# Start of STORED RECORDS

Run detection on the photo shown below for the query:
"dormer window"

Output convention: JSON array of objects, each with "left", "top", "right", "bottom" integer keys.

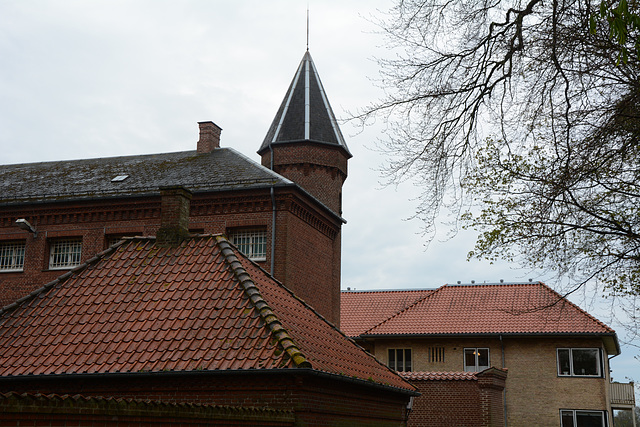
[
  {"left": 49, "top": 238, "right": 82, "bottom": 270},
  {"left": 111, "top": 175, "right": 129, "bottom": 182},
  {"left": 229, "top": 228, "right": 267, "bottom": 261},
  {"left": 0, "top": 242, "right": 24, "bottom": 271}
]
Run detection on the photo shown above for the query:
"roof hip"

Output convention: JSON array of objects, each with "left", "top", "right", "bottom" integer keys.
[{"left": 216, "top": 236, "right": 312, "bottom": 368}]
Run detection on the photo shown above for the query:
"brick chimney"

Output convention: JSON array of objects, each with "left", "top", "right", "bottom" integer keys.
[
  {"left": 156, "top": 186, "right": 191, "bottom": 246},
  {"left": 198, "top": 121, "right": 222, "bottom": 153}
]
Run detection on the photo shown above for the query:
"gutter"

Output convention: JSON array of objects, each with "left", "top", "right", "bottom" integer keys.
[{"left": 0, "top": 368, "right": 421, "bottom": 397}]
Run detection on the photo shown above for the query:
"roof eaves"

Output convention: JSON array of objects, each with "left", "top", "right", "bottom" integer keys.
[
  {"left": 356, "top": 332, "right": 619, "bottom": 342},
  {"left": 216, "top": 236, "right": 312, "bottom": 368},
  {"left": 223, "top": 244, "right": 412, "bottom": 388},
  {"left": 0, "top": 238, "right": 132, "bottom": 315}
]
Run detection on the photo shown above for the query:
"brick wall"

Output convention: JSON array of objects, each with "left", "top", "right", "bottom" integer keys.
[
  {"left": 0, "top": 371, "right": 409, "bottom": 426},
  {"left": 407, "top": 369, "right": 508, "bottom": 427},
  {"left": 366, "top": 336, "right": 610, "bottom": 427},
  {"left": 262, "top": 142, "right": 347, "bottom": 214},
  {"left": 0, "top": 188, "right": 341, "bottom": 324}
]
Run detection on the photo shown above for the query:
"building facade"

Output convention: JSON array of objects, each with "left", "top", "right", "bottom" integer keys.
[
  {"left": 342, "top": 282, "right": 632, "bottom": 427},
  {"left": 0, "top": 52, "right": 351, "bottom": 324}
]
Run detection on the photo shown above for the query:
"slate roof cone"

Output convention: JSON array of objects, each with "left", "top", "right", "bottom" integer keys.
[{"left": 258, "top": 50, "right": 352, "bottom": 215}]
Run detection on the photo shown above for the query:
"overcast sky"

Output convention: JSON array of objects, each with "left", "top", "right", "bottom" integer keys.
[{"left": 0, "top": 0, "right": 640, "bottom": 388}]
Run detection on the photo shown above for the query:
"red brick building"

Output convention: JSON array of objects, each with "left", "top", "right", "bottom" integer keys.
[
  {"left": 0, "top": 232, "right": 417, "bottom": 426},
  {"left": 0, "top": 52, "right": 351, "bottom": 325}
]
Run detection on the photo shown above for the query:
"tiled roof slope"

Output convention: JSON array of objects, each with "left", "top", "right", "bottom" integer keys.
[
  {"left": 340, "top": 289, "right": 433, "bottom": 337},
  {"left": 363, "top": 282, "right": 615, "bottom": 336},
  {"left": 258, "top": 51, "right": 351, "bottom": 157},
  {"left": 0, "top": 148, "right": 292, "bottom": 205},
  {"left": 0, "top": 236, "right": 413, "bottom": 390}
]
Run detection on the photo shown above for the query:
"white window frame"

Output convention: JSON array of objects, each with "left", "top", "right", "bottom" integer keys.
[
  {"left": 556, "top": 347, "right": 602, "bottom": 378},
  {"left": 387, "top": 348, "right": 413, "bottom": 372},
  {"left": 229, "top": 228, "right": 267, "bottom": 261},
  {"left": 0, "top": 240, "right": 25, "bottom": 273},
  {"left": 49, "top": 237, "right": 82, "bottom": 270},
  {"left": 462, "top": 347, "right": 491, "bottom": 372},
  {"left": 560, "top": 409, "right": 608, "bottom": 427}
]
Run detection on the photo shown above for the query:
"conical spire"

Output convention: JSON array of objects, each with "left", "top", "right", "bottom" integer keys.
[{"left": 258, "top": 50, "right": 351, "bottom": 157}]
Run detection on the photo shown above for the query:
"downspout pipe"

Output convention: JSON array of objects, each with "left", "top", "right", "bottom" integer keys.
[
  {"left": 500, "top": 334, "right": 507, "bottom": 427},
  {"left": 269, "top": 144, "right": 276, "bottom": 276}
]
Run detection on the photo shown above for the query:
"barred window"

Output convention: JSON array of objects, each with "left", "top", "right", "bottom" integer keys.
[
  {"left": 464, "top": 348, "right": 489, "bottom": 372},
  {"left": 429, "top": 347, "right": 444, "bottom": 363},
  {"left": 0, "top": 242, "right": 24, "bottom": 271},
  {"left": 388, "top": 348, "right": 412, "bottom": 372},
  {"left": 231, "top": 228, "right": 267, "bottom": 261},
  {"left": 49, "top": 239, "right": 82, "bottom": 270}
]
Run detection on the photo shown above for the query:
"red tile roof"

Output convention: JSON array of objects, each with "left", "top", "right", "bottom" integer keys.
[
  {"left": 340, "top": 289, "right": 433, "bottom": 337},
  {"left": 0, "top": 236, "right": 413, "bottom": 390},
  {"left": 341, "top": 282, "right": 615, "bottom": 344}
]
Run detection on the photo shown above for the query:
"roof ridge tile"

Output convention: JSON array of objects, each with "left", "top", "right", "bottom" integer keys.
[
  {"left": 361, "top": 285, "right": 447, "bottom": 335},
  {"left": 215, "top": 235, "right": 312, "bottom": 368}
]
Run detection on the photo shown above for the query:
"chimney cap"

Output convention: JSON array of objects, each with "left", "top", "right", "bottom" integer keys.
[{"left": 197, "top": 120, "right": 222, "bottom": 153}]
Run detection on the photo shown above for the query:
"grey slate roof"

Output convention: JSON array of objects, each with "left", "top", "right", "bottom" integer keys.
[
  {"left": 0, "top": 148, "right": 295, "bottom": 205},
  {"left": 258, "top": 51, "right": 351, "bottom": 157}
]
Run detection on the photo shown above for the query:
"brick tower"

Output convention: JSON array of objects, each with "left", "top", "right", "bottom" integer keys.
[
  {"left": 258, "top": 50, "right": 352, "bottom": 325},
  {"left": 258, "top": 50, "right": 352, "bottom": 215}
]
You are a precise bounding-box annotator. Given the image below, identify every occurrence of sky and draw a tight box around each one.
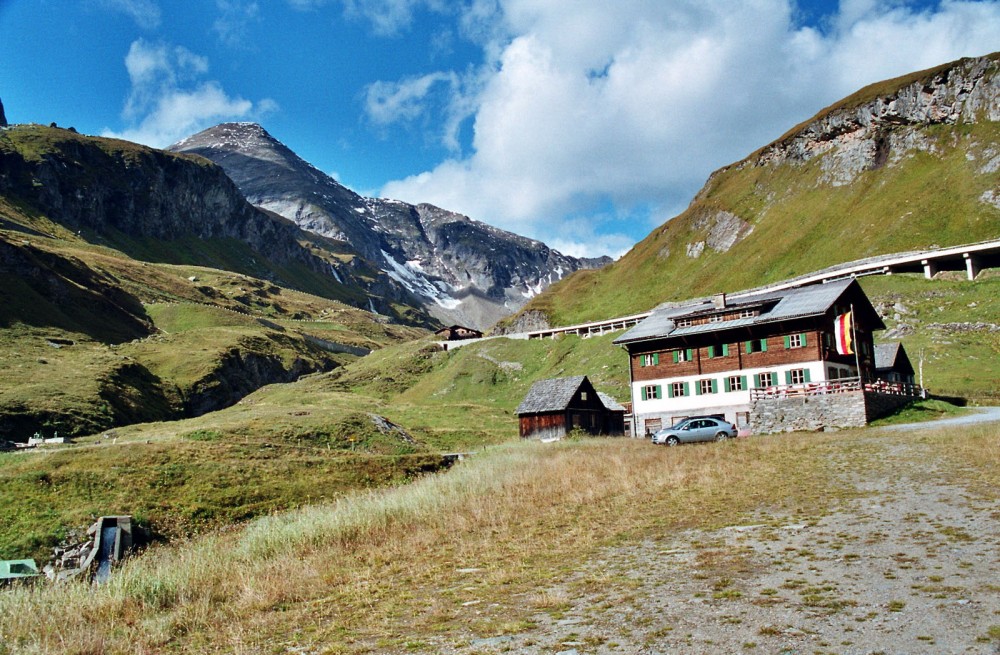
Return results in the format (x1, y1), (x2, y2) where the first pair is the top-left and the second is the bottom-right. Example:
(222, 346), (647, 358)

# End of STORED RECORDS

● WRITTEN REQUEST: Write out exactly the lines from the one containing "You are a precise" through the last line of the records above, both ends included, and leave out any pictures.

● COMPLETE RESPONSE:
You are a precise bounding-box annotator. Given the image below, identify every occurrence of sky and draw a tight box around each one.
Return results in the format (x1, y1), (x2, y2) where the first pair is the top-left and the second is the bottom-right. Example:
(222, 346), (647, 358)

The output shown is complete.